● **SUPPLIED ENTRIES**
——

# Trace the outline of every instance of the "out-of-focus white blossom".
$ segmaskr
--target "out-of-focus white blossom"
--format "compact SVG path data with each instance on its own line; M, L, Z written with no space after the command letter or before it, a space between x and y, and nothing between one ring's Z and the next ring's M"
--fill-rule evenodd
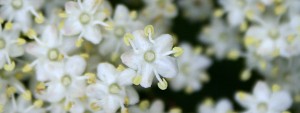
M256 83L252 93L240 91L235 95L236 101L246 109L245 113L282 113L292 105L289 92L272 91L262 81Z
M228 99L221 99L215 105L213 100L206 99L198 106L198 113L233 113L233 106Z
M185 89L188 93L199 91L202 82L208 82L209 76L205 70L211 65L211 60L200 55L191 45L181 44L184 54L178 57L178 75L171 80L174 90Z

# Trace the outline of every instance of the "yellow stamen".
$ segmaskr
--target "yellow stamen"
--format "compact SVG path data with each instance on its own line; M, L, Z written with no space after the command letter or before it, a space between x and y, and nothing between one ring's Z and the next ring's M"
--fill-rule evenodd
M42 94L42 92L44 91L46 89L46 85L45 85L45 83L43 83L43 82L39 82L37 85L36 85L36 92L38 93L38 94Z
M240 25L240 31L245 32L248 28L248 23L246 21L244 21L241 25Z
M26 90L21 96L24 100L31 101L32 99L31 95L32 95L31 92L29 90Z
M22 72L28 73L32 70L32 67L29 64L25 64L25 66L22 68Z
M130 33L126 33L124 35L123 39L124 39L125 45L130 46L130 41L129 40L133 40L134 36L132 34L130 34Z
M229 60L236 60L236 59L239 58L239 56L240 56L240 52L237 51L237 50L231 50L231 51L229 51L229 53L227 54L227 58L228 58Z
M118 53L113 53L111 55L111 61L116 62L119 58L119 54Z
M214 100L212 98L206 98L203 102L204 105L206 106L213 106L214 105Z
M242 81L248 81L251 78L251 70L250 69L244 69L241 73L240 79Z
M6 89L6 95L8 97L10 97L11 95L13 95L14 93L16 93L16 88L13 87L13 86L9 86L7 89Z
M157 86L161 90L166 90L168 88L168 82L163 78L162 81L157 83Z
M154 34L154 27L152 25L147 25L144 28L144 33L145 33L146 36L149 36L150 33L153 36L153 34Z
M135 20L137 18L137 12L136 11L131 11L129 16L132 20Z
M73 107L74 102L68 102L67 105L64 106L64 109L66 111L70 111L70 109Z
M13 28L13 23L6 22L4 25L4 30L11 30Z
M278 92L281 90L281 87L278 84L273 84L272 85L272 91L273 92Z
M282 15L286 12L286 7L284 5L277 5L275 6L275 9L274 9L274 13L276 15Z
M247 19L252 20L253 17L254 17L253 11L251 11L251 10L247 11L246 12L246 17L247 17Z
M222 9L216 9L215 11L214 11L214 17L222 17L224 15L224 10L222 10Z
M140 76L140 75L137 75L137 76L133 77L133 79L132 79L132 83L134 85L139 85L141 83L141 81L142 81L142 76Z
M75 43L76 47L81 47L83 42L84 40L82 38L77 39Z
M84 59L88 59L90 57L88 53L81 53L80 56Z
M23 39L23 38L18 38L18 39L17 39L17 44L18 44L18 45L24 45L24 44L26 44L26 40Z
M179 57L183 54L183 49L181 47L174 47L172 51L174 52L175 57Z
M30 39L34 39L34 37L37 36L37 33L35 32L34 29L29 29L26 33L26 35L30 38Z
M178 107L172 108L169 113L182 113L182 110Z
M146 110L150 106L150 102L148 100L143 100L139 104L139 108L141 110Z
M4 19L0 17L0 24L3 24Z
M88 79L87 79L87 83L88 84L94 84L94 83L96 83L96 74L94 74L94 73L86 73L86 74L84 74L85 76L87 76L88 77Z
M36 100L33 103L33 106L36 108L41 108L43 106L44 102L42 100Z
M45 17L43 15L43 13L39 12L38 16L34 18L34 21L38 24L42 24L45 21Z
M124 71L124 70L125 70L125 67L122 64L120 64L117 68L117 71Z
M237 97L241 100L245 100L246 99L247 94L245 92L239 91L237 93Z
M194 53L195 54L201 54L203 51L203 48L201 46L198 46L194 49Z
M257 40L254 38L254 37L245 37L244 38L244 44L245 46L251 46L251 45L254 45L255 43L257 42Z
M16 67L16 64L15 64L14 61L12 61L10 64L5 64L4 65L4 70L5 71L12 71L12 70L15 69L15 67Z

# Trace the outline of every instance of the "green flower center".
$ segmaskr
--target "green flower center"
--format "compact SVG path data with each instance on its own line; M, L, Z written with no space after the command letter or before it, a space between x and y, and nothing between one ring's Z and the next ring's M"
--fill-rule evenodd
M119 38L123 37L125 32L126 31L125 31L124 27L118 26L118 27L115 27L115 29L114 29L115 36L117 36Z
M91 21L91 16L87 13L81 13L79 20L81 24L88 24Z
M144 60L147 61L148 63L154 62L155 58L156 58L155 52L152 50L148 50L144 54Z
M72 78L69 75L65 75L61 78L61 83L64 86L69 86L72 83Z
M57 61L59 58L59 51L57 49L50 49L48 51L48 59L51 61Z
M121 88L118 84L111 84L109 86L109 93L111 94L118 94L120 92Z

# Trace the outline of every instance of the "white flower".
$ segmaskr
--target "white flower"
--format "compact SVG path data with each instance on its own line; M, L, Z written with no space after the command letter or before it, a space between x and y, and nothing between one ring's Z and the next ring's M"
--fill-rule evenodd
M129 107L129 113L165 113L164 108L162 100L154 100L151 106L148 100L143 100L138 106Z
M179 56L183 50L175 47L173 50L173 39L169 34L163 34L152 39L154 33L152 26L146 26L145 32L135 31L133 34L126 34L125 43L132 46L132 50L121 55L122 62L128 67L137 70L138 75L133 83L148 88L152 84L153 77L159 81L158 87L166 89L167 81L162 77L173 78L178 73L175 58L169 56L175 54Z
M228 99L219 100L216 105L213 104L211 99L205 100L198 106L198 113L231 113L233 106Z
M217 59L236 59L241 54L237 30L214 18L212 24L199 34L200 41L209 44ZM233 53L233 54L232 54Z
M111 21L113 28L104 34L104 40L99 47L101 55L109 55L111 56L111 60L116 61L116 58L120 57L120 54L128 49L123 43L123 36L127 32L142 28L142 23L134 20L132 13L134 12L129 12L128 8L124 5L116 6L113 20Z
M8 22L15 22L16 28L27 32L32 24L30 14L34 15L39 22L43 22L44 17L35 10L42 3L43 0L1 0L0 17Z
M211 65L211 60L207 57L195 53L192 46L184 43L181 44L184 54L178 57L178 75L171 80L171 88L174 90L186 89L192 93L202 88L202 82L209 79L205 69Z
M93 111L103 111L114 113L120 107L125 110L126 105L138 102L137 92L130 86L135 71L131 69L116 69L108 63L101 63L97 68L97 76L100 81L87 87L86 94L91 101L90 106Z
M100 9L101 0L69 1L65 4L67 19L64 34L68 36L79 34L78 38L98 44L102 40L100 26L108 26L104 19L108 16Z
M45 83L45 92L38 95L40 98L49 102L59 102L65 98L69 103L74 99L85 95L86 77L82 76L86 67L85 60L80 56L72 56L63 62L62 67L55 67L49 80Z
M37 102L37 101L35 101ZM4 113L44 113L45 108L41 108L39 105L34 105L31 101L24 99L19 96L16 100L12 99L6 104L4 108Z
M252 20L258 18L265 6L256 0L218 0L225 12L228 12L227 20L231 26L239 26L246 18Z
M4 67L5 70L11 71L15 67L12 59L24 54L22 45L26 41L18 37L18 32L2 31L0 28L0 69Z
M58 72L56 67L63 67L62 60L68 57L67 54L74 50L75 40L64 38L54 26L47 26L41 35L41 39L32 36L35 42L26 45L26 52L35 56L31 64L24 67L23 71L29 71L32 67L36 68L37 80L46 81L53 72ZM52 73L51 73L52 72ZM51 73L51 74L50 74Z
M256 83L252 93L238 92L235 95L236 101L246 108L245 113L282 113L292 105L289 92L271 92L262 81Z

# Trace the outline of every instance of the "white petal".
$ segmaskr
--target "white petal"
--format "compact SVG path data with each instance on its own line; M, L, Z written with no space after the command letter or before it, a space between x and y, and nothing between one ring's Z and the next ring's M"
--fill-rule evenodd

——

● **WHAT TO DO**
Across all the records above, find each line with "blossom" in it and copy it.

● **REPLY**
# Trace the outline of every instance of the "out-of-focus white blossom".
--target "out-of-focus white blossom"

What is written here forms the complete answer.